> _PROBLEM STATEMENT_: In the data below, find each line containing the string "face" and return it.

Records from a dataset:
----

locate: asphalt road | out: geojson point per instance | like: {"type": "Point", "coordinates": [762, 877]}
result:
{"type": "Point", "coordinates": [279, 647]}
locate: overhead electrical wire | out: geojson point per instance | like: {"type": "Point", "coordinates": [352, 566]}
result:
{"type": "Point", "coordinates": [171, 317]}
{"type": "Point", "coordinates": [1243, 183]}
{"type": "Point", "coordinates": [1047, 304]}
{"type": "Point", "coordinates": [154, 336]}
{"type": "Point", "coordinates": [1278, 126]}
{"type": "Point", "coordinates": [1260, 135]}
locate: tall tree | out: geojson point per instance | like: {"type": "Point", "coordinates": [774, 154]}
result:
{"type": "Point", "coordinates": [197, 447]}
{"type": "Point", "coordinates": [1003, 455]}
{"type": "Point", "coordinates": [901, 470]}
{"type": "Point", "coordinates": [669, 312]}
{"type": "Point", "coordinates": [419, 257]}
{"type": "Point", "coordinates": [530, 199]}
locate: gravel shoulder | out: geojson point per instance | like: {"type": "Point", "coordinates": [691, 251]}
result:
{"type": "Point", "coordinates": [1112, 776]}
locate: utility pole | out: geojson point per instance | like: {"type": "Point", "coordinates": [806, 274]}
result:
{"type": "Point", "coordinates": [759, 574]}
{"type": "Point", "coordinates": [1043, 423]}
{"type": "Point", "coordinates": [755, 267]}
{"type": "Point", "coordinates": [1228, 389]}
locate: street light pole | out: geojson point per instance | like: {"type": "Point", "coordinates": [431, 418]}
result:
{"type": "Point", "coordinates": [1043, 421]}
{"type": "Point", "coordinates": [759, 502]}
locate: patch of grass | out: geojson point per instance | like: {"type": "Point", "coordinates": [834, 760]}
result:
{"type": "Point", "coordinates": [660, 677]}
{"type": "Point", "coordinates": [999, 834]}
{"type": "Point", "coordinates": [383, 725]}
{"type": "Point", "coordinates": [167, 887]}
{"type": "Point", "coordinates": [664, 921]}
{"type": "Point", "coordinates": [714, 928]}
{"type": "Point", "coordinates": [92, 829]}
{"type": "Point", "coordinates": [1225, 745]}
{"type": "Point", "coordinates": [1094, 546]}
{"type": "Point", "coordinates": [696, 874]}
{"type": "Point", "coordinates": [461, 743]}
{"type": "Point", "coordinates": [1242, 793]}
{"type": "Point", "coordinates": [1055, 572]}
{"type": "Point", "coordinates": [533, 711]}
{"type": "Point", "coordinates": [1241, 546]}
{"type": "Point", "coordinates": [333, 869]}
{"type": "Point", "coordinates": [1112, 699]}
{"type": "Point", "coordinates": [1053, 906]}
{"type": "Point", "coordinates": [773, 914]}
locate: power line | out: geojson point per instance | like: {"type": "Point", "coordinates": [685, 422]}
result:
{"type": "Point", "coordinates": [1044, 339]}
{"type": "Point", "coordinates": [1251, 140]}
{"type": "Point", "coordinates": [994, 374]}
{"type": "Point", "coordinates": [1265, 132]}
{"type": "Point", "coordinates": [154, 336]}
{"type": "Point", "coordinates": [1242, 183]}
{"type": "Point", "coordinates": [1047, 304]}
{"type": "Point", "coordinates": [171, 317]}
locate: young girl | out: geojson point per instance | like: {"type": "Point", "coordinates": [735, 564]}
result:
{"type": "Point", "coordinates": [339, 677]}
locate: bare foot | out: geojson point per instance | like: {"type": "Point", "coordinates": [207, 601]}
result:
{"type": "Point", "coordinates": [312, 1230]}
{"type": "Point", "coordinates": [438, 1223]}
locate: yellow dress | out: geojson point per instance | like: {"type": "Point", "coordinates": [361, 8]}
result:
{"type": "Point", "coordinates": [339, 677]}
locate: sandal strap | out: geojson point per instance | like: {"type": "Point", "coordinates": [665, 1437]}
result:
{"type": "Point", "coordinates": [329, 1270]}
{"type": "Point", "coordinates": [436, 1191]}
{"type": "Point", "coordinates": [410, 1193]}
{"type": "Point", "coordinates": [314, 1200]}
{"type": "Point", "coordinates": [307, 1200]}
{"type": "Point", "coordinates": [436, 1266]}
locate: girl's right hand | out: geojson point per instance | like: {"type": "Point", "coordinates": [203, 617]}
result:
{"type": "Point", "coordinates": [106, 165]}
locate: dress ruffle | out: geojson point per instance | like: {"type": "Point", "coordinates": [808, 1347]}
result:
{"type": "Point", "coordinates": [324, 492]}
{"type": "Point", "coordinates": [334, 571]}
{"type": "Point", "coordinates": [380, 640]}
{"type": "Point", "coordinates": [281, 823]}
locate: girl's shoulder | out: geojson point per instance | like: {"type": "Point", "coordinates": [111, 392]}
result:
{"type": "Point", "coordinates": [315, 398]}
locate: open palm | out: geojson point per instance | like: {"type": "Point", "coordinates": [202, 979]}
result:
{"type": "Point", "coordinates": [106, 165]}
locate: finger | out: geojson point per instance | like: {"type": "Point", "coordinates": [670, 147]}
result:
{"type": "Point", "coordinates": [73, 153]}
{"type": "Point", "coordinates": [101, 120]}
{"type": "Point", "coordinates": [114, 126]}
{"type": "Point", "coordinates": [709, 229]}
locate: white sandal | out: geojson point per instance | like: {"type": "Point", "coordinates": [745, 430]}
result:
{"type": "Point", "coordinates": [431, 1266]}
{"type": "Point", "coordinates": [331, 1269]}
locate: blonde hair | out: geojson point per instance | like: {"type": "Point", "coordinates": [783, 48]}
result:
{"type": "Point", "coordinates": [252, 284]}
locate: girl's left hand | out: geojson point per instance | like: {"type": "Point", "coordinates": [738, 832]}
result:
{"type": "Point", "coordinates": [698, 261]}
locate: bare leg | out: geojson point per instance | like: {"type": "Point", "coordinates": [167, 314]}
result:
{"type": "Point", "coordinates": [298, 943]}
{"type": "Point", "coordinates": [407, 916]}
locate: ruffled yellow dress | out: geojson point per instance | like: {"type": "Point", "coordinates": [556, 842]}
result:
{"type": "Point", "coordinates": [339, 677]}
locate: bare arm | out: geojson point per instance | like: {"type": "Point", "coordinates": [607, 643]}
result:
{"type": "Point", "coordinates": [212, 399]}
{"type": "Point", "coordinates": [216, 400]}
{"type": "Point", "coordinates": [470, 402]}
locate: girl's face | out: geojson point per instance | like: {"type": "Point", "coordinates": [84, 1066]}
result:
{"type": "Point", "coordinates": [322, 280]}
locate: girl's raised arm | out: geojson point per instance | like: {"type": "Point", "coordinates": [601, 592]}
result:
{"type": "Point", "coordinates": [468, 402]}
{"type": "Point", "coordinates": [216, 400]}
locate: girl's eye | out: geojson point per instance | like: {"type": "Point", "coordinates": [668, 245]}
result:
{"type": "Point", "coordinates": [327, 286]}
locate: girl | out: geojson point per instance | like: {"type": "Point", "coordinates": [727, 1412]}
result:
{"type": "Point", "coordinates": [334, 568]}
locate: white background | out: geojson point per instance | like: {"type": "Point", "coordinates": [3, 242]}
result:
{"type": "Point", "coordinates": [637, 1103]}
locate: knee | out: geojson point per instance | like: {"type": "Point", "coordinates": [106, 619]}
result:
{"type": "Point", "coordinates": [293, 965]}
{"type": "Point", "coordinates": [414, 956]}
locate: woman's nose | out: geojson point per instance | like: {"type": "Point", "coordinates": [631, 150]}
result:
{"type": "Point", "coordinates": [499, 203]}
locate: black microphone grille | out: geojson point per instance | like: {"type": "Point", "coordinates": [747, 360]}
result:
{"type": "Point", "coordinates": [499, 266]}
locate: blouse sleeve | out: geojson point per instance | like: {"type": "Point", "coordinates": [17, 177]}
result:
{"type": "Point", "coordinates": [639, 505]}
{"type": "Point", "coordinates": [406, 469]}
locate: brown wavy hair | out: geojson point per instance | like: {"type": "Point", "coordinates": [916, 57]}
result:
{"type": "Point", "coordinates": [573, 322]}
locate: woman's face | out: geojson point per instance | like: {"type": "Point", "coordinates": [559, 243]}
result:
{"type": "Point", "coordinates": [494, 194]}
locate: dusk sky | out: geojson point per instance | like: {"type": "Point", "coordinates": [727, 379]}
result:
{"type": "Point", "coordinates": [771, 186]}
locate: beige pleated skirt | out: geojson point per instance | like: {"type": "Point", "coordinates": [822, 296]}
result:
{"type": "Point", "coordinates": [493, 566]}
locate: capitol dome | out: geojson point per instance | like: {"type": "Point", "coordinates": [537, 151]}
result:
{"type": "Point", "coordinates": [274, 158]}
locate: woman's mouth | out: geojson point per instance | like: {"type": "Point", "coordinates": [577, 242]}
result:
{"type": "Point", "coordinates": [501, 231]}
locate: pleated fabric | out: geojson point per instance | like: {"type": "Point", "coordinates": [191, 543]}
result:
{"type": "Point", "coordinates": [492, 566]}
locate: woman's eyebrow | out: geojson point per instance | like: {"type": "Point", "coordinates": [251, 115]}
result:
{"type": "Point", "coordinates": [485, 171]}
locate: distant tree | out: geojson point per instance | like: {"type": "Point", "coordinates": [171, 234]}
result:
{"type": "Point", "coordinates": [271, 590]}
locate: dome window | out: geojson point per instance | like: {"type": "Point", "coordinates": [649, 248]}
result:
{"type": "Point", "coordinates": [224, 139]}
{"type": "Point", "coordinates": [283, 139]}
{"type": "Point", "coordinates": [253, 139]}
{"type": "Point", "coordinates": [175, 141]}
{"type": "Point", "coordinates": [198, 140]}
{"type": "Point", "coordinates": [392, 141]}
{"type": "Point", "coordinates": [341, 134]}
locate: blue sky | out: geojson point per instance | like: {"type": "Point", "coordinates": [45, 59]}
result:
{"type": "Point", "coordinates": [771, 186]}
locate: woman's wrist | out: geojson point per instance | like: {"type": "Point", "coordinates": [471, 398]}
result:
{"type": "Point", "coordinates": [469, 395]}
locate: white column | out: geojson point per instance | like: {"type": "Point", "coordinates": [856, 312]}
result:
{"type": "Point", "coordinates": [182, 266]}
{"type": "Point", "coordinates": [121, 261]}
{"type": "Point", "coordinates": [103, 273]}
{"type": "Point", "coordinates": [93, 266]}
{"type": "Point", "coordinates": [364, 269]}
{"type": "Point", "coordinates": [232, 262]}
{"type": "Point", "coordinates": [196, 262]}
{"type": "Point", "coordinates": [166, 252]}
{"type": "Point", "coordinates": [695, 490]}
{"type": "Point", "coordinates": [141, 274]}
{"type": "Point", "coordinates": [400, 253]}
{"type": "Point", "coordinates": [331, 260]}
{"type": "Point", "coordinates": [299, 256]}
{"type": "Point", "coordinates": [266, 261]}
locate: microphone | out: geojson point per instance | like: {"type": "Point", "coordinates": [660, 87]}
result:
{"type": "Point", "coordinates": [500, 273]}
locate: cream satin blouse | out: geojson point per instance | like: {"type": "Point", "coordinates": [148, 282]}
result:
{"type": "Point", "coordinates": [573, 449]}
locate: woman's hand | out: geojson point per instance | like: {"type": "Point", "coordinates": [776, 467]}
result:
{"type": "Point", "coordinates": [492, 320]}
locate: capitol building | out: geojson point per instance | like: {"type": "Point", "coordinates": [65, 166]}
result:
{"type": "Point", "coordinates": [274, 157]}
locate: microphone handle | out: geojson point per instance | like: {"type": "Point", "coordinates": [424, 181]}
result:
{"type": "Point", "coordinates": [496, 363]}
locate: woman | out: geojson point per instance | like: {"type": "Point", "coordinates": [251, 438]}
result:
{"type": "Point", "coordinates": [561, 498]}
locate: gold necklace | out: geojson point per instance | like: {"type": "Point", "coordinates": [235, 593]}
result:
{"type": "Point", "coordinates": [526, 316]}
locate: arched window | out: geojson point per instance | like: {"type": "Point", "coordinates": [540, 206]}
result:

----

> _OUTPUT FOR THIS TASK_:
locate: girl's face | out: geojson point per instance | like: {"type": "Point", "coordinates": [84, 1066]}
locate: woman's face | out: geojson point per instance | like: {"type": "Point", "coordinates": [559, 243]}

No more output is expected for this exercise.